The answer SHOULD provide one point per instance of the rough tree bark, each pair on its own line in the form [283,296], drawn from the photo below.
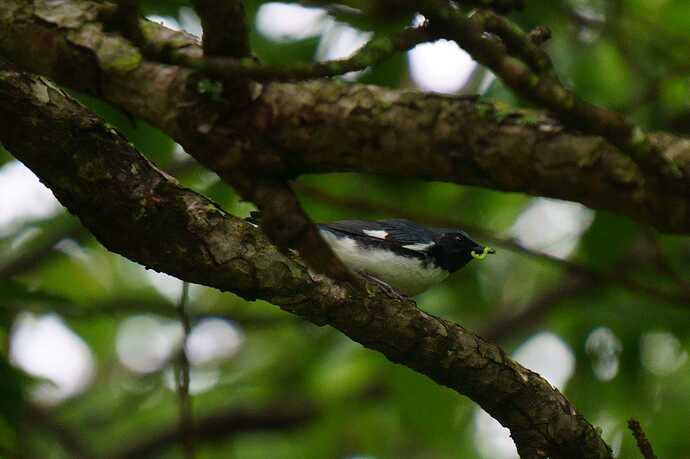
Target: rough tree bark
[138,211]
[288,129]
------------------------------------------------------------------------
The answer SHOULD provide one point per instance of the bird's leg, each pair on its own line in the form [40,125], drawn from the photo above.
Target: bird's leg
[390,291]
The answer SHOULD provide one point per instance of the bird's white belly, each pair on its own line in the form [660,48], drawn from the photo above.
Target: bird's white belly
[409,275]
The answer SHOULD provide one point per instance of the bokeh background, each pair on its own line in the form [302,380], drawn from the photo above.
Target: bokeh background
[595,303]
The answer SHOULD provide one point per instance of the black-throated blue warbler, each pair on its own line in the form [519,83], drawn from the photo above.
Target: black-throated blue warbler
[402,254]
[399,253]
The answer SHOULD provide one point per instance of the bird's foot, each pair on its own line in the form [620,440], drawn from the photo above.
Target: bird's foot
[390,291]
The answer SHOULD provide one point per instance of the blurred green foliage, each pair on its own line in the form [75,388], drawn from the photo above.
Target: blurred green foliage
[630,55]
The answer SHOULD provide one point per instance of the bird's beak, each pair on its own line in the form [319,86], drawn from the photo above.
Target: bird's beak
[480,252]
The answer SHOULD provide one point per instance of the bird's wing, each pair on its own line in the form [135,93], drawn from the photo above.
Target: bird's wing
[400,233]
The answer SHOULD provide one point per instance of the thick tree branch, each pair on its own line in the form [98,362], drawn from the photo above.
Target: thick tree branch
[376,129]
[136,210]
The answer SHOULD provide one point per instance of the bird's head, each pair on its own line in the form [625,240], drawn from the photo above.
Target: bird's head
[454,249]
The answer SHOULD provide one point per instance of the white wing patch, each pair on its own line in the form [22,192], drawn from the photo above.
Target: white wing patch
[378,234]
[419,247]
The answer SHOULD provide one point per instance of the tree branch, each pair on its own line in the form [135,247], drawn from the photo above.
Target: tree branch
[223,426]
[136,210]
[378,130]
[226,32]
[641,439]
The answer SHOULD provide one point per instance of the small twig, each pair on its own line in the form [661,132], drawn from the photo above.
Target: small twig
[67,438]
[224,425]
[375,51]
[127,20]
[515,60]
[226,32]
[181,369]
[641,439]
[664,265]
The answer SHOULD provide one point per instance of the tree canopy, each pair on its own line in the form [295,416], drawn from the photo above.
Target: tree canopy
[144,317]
------------------------------------------------------------------------
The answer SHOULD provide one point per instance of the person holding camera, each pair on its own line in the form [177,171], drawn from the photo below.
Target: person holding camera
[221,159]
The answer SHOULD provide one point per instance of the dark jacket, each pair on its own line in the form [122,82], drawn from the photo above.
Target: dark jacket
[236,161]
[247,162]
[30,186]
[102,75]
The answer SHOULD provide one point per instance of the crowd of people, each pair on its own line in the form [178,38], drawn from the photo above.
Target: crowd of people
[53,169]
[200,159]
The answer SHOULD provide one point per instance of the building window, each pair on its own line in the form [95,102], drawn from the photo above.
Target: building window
------------------------------------------------------------------------
→ **Task brief**
Copy out the stretch from the line containing "The answer SHOULD provide one point per instance of the person" through the line containing "Target: building window", keeping every line in full. Shift each answer coordinate up by 120, and leave the sample pairs inside the wording unchanged.

→ **Solution to this problem**
The answer SHOULD provide one point per instance of the person holding camera, each pair on its own line in the form [177,171], drawn from the photo below.
Target: person holding camera
[341,279]
The answer SHOULD provide one point per instance of the dark jacket, each pair on its own line in the form [122,82], drawn from the photo above.
Target: dark jacket
[356,281]
[367,282]
[150,306]
[222,195]
The answer SHOULD provide one point per instance of the crowd of people, each pair on its own line in the form [178,38], drawn from the photo above.
Target: crowd of people
[173,289]
[320,279]
The answer SHOULD provide one point per instance of the building window, each pair on its own line in the form [95,102], drawn from the photo above.
Target: building window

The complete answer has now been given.